The problem —
Reproduce each of the records below with "innermost" changed to "central" and everything else left exactly unchanged. Omit the pictures from your reproduction.

Dataset extract —
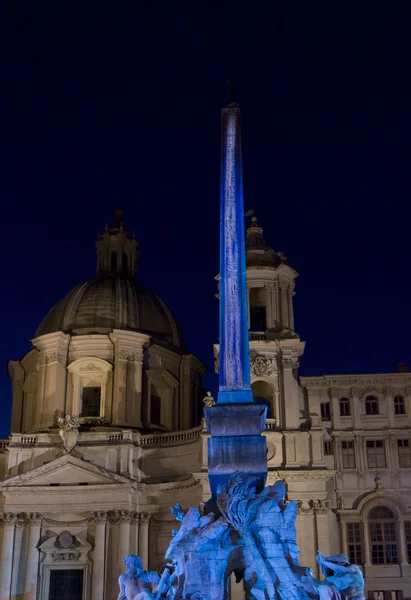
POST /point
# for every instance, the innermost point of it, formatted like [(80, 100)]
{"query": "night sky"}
[(101, 109)]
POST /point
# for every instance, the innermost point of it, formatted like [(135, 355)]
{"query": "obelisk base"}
[(236, 444)]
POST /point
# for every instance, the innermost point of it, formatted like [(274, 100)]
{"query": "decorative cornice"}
[(67, 523), (9, 518), (345, 381), (100, 516), (123, 516), (35, 518), (145, 517), (290, 362), (315, 507)]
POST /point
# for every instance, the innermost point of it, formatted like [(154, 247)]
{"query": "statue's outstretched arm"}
[(122, 593)]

Solution —
POST /point
# for every instance, the central point of it, formatted like [(80, 100)]
{"query": "night sky"}
[(101, 109)]
POST /point
# for every instance, the central point of it, formatted like [(135, 355)]
{"query": "obelisk base"}
[(236, 444)]
POST /point
# for every instance, the central point of it, formatted like [(274, 100)]
{"query": "decorative cornice"}
[(67, 523), (9, 518), (345, 381), (100, 516), (123, 516), (35, 518), (145, 517), (290, 362), (315, 507)]
POST /point
# for every instance, the central point of it, formatted like [(154, 247)]
{"query": "statue's outstretched arm"}
[(122, 593)]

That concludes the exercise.